> [Text passage]
-.-.-

This disclosure provides apparatuses, systems, and methods for improved drilling efficiency by evaluating and determining an oscillation regime target, such as an oscillating revolution target, for a drilling assembly to reduce wellbore friction on a tubular string (e.g., often referred to herein as a drill string) while not disrupting a bit alignment during a slide drilling process. The apparatuses, systems, and methods allow a user (alternatively referred to herein as an “operator”) or a control system to determine a suitable number of revolutions (alternatively referred to herein as rotations or wraps) to oscillate a tubular string in a manner that improves the drilling operation. The term drill string is generally meant to include any tubular string. This improvement may manifest itself, for example, by increasing the slide drilling speed, slide penetration rate, the usable lifetime of components, and/or other improvements. In one aspect, the system sets the oscillation regime target, such as the target number of revolutions used in slide drilling, based on parameters detected during rotary drilling. These parameters may include, for example, vibration/motion, toolface orientation, and other parameters.
The disclosure provides a technique that can be performed using a drilling rig and a BHA where the mud pumps are stopped and later turned back on, such as would normally happen during the connection of an additional tubular or stand of drill pipe. The term drill pipe is exemplary and could refer to any type of tubular herein. The disclosed methods allow for the quantitative measurement of how many actual oscillation revolutions of the drill pipe are required before the toolface of the BHA is changed.
One of ordinary skill in the art understands that the number of oscillation revolutions should be kept low to maintain the desired position of the toolface, but the number of oscillation revolutions should be high enough to break the friction along the length of the drill string. Thus, finding the “correct” or optimum number of oscillation revolutions is important for an effective drilling process. Advantageously, the methods provide for the direct measurement of how much oscillation can be provided before changing the toolface of the BHA to obtain the most benefit from the pipe oscillation during slide drilling. In contrast to conventional oscillation methods, the methods described herein experimentally measure the number of oscillation revolutions that are applied to a drill string before affecting the direction of the BHA, instead of relying on models. Thus, instead of “guessing” what the oscillation regime target should be, the methods described herein actually determine a preferred oscillation regime target.

-.-.-

Stored items:
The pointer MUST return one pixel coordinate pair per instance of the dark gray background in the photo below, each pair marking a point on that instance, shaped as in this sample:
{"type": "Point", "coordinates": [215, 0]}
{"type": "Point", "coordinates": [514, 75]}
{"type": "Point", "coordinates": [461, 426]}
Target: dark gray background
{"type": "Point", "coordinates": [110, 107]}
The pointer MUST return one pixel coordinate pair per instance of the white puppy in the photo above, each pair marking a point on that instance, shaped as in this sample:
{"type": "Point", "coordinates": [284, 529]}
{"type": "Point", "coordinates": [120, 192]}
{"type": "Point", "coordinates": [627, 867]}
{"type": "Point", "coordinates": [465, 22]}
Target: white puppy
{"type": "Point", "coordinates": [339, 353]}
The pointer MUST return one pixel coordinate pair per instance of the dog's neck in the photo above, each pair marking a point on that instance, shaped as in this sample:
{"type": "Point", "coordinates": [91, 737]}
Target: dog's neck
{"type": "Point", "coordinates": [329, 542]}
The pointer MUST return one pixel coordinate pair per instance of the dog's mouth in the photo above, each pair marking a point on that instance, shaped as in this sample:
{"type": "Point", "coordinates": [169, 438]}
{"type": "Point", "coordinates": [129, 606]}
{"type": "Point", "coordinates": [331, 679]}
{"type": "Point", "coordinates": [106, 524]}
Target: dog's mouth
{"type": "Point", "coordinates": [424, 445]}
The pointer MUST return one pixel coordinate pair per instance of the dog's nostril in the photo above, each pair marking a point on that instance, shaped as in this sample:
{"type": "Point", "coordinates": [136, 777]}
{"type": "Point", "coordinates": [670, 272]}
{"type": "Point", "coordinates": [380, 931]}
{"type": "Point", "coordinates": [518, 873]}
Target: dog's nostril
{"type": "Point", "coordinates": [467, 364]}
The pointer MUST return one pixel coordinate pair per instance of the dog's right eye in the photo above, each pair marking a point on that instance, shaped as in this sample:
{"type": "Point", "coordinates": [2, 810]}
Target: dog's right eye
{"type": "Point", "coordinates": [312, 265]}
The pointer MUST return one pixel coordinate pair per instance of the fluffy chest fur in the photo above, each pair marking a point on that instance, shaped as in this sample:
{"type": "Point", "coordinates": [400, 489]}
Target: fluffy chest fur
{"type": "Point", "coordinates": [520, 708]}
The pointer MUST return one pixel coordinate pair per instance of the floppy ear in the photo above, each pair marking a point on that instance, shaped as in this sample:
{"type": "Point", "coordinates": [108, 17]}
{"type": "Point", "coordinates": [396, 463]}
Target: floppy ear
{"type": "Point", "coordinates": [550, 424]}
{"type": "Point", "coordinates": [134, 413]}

-.-.-

> [Directive]
Translate this sentence from the slide drilling passage into Spanish: "The term drill string is generally meant to include any tubular string."

> [Result of the task]
El término «sarta de perforación» pretende, en general, incluir cualquier sarta tubular.